Gareth (; Old French: Guerehet, Guerrehet) is a Knight of the Round Table in Arthurian legend. He is the youngest son of King Lot and Queen Morgause, King Arthur's half-sister, thus making him Arthur's nephew, as well as brother to Gawain, Agravain and Gaheris, and either a brother or half-brother of Mordred. Gareth is particularly notable in Le Morte d'Arthur, where one of its eight books is named after and largely dedicated to him, and in which he is also known by his nickname Beaumains.

Arthurian legend

French literature 
The earliest role of Gareth, appearing as Guerrehet, is found in the First Continuation of Chrétien de Troyes's Perceval ou le Conte du Graal. As the protagonist of the story's final episode, he slays the giant known as "Little Knight", thus avenging the death of fairy king Brangemuer, son of Guingamuer and the fay Brangepart.

Several of his adventures are narrated in the Vulgate Cycle (Lancelot-Grail). In the Vulgate Merlin, Gareth and his brothers defect from their father King Lot and take service with King Arthur, participating in the early battles against the Saxon invaders of Britain and in the war against King Claudas on the continent. As the youngest and often most chivalrous of the Orkney princes, Gareth later prevents his brothers Gawain and Agravain from killing their other sibling Gaheris in revenge for the murder of their mother the Queen of Orkney, condemns his brothers for their killing of Lamorak, and attempts to dissuade Agravain and Mordred from exposing the secret love affair between Lancelot and Arthur's wife Queen Guinevere. His death at the hands of Bors during Lancelot's rescue of Guinevere from being burned at the stake is related in the Mort Artu (Death of Arthur), the final volume of the Vulgate Cycle. The Vulgate Lancelot and the Vulgate Mort Artu  differ in their characterisation of Gareth: in the Lancelot, he is portrayed as Gawain's most cherished brother; in the Mort Artu, it is rather his older brother, Gaheris.

Le Morte d'Arthur 

Gareth is the subject of Book IV (Caxton VII) in Sir Thomas Malory's Le Morte d'Arthur, "The Tale of Sir Gareth of Orkney", which tells how he became a knight. In Malory's retelling of an episode from the Prose Tristan, Gareth seeks to prove himself worthy of knighthood through his deeds instead of just his lineage. For this reason, he arrives at Camelot in disguise as a kitchen boy as le bel inconnu, or the Fair Unknown, who comes without a name and therefore without a past. He is set to work by Sir Kay, who always gives him difficult work, teases him as a lowly kitchen boy and mockingly nicknames him "Beaumains" or "Good Hands" (alternatively "Beautiful Hands" or "Fair Hands"). Gareth receives much better attention from Sir Lancelot, who gives him gifts of clothes and gold for spending money.

● ● ● ● ●

* WRITTEN REQUEST 1
Turn the paragraph of the passage on Gareth that starts "The earliest role of Gareth" into a short bulleted list that keeps its main facts.
The records have no connection to the passage on Gareth.

* ITEMS
● ● ● ● ●

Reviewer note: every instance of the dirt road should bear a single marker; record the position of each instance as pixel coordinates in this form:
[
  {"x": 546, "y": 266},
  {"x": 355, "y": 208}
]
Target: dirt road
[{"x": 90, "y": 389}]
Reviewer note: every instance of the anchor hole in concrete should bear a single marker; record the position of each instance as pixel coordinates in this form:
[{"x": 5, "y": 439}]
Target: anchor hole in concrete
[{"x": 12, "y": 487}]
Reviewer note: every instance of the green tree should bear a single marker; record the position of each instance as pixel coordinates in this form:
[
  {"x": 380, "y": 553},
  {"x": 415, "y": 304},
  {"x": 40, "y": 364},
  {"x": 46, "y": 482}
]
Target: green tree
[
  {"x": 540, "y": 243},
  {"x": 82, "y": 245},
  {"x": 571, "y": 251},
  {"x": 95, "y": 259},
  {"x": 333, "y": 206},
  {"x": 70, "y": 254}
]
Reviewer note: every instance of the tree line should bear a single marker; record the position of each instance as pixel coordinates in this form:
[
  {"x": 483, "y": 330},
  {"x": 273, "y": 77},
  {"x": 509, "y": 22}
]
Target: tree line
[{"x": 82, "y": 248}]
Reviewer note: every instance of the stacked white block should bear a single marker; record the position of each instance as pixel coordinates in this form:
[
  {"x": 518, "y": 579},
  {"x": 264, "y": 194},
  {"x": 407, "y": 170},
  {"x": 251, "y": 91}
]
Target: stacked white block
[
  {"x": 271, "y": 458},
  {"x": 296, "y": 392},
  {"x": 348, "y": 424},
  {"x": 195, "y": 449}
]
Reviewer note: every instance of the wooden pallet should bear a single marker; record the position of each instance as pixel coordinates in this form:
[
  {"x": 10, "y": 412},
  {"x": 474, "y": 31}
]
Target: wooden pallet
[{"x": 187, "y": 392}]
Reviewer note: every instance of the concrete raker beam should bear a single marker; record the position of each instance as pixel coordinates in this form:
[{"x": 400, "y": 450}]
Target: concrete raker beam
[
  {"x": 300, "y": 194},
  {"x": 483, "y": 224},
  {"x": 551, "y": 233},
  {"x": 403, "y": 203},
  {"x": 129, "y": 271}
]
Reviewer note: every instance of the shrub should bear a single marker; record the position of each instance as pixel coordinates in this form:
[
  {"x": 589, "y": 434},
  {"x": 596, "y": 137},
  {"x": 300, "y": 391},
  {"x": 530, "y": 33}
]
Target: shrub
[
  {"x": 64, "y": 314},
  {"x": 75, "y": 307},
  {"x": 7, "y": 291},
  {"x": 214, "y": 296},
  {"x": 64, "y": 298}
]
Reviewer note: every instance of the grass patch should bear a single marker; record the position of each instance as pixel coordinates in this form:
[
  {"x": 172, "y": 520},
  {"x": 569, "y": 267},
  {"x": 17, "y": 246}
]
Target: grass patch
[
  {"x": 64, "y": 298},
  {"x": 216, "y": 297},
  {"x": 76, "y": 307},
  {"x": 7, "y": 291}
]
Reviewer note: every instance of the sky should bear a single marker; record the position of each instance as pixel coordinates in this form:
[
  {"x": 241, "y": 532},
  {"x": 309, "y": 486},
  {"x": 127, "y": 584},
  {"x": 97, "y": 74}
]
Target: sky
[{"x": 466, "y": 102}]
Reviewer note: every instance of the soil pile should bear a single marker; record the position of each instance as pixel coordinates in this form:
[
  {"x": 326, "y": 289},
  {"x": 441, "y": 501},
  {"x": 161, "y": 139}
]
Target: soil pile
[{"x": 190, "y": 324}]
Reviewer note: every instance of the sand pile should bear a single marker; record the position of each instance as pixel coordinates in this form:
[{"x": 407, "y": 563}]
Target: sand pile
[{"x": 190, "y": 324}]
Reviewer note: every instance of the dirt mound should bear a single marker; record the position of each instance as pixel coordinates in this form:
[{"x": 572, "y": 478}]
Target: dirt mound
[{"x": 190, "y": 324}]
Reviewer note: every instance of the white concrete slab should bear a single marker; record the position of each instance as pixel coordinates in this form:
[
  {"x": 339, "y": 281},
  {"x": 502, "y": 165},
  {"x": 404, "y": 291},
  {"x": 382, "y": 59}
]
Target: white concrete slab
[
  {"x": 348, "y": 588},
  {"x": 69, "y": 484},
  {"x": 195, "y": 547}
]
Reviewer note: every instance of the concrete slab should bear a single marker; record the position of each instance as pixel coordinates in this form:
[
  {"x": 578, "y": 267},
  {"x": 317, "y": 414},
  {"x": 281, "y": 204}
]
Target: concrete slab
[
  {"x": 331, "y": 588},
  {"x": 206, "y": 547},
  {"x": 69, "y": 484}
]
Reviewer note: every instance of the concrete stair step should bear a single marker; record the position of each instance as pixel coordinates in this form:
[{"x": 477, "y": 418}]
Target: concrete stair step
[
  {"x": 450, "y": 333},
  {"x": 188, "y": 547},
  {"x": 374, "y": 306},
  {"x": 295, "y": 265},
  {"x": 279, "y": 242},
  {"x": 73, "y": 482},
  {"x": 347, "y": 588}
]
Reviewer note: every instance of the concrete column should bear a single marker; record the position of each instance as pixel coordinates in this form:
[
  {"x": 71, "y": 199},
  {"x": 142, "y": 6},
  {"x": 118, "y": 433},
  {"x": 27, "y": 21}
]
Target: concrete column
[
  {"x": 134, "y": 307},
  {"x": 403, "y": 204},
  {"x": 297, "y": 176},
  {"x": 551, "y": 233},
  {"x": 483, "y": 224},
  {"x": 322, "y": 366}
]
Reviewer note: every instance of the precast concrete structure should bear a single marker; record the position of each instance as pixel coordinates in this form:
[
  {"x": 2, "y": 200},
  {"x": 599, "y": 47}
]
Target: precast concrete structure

● ● ● ● ●

* WRITTEN REQUEST 2
In the records, swap "Target" for "Label" throughout the part that opens with the line containing "Reviewer note: every instance of the white" and runs to the end of the records, changing nothing else. Return only that part.

* TASK OUTPUT 1
- Gareth's earliest role, under the name Guerrehet, is in the First Continuation of Chrétien de Troyes's Perceval ou le Conte du Graal.
- He is the protagonist of the story's final episode.
- In it, he kills the giant known as "Little Knight."
- This avenges the death of the fairy king Brangemuer, son of Guingamuer and the fay Brangepart.

* TASK OUTPUT 2
Reviewer note: every instance of the white concrete slab should bear a single marker; record the position of each instance as pixel coordinates in this form:
[
  {"x": 339, "y": 281},
  {"x": 502, "y": 165},
  {"x": 404, "y": 291},
  {"x": 382, "y": 59}
]
Label: white concrete slab
[
  {"x": 348, "y": 588},
  {"x": 69, "y": 484},
  {"x": 195, "y": 547}
]
Reviewer note: every instance of the concrete slab should bear a single marker; record the position of each instance as pixel coordinates in this form:
[
  {"x": 578, "y": 267},
  {"x": 317, "y": 414},
  {"x": 281, "y": 204}
]
Label: concrete slab
[
  {"x": 331, "y": 588},
  {"x": 206, "y": 547},
  {"x": 69, "y": 484}
]
Reviewer note: every instance of the concrete stair step should bear a single marker; record the position of each instance as pixel coordinates in this form:
[{"x": 477, "y": 418}]
Label: concrete stair step
[
  {"x": 450, "y": 333},
  {"x": 188, "y": 547},
  {"x": 374, "y": 306},
  {"x": 295, "y": 265},
  {"x": 279, "y": 242},
  {"x": 73, "y": 482},
  {"x": 347, "y": 588}
]
Reviewer note: every instance of the concrete column should bear a single marker; record the position of each instance as pixel coordinates in this form:
[
  {"x": 71, "y": 199},
  {"x": 142, "y": 6},
  {"x": 118, "y": 433},
  {"x": 27, "y": 21}
]
Label: concrete column
[
  {"x": 134, "y": 307},
  {"x": 403, "y": 204},
  {"x": 297, "y": 176},
  {"x": 551, "y": 233},
  {"x": 483, "y": 224},
  {"x": 322, "y": 366}
]
Reviewer note: every instance of the precast concrete structure should bear a single marker; record the position of each instance as pixel coordinates in this form:
[
  {"x": 2, "y": 200},
  {"x": 599, "y": 47}
]
Label: precast concrete structure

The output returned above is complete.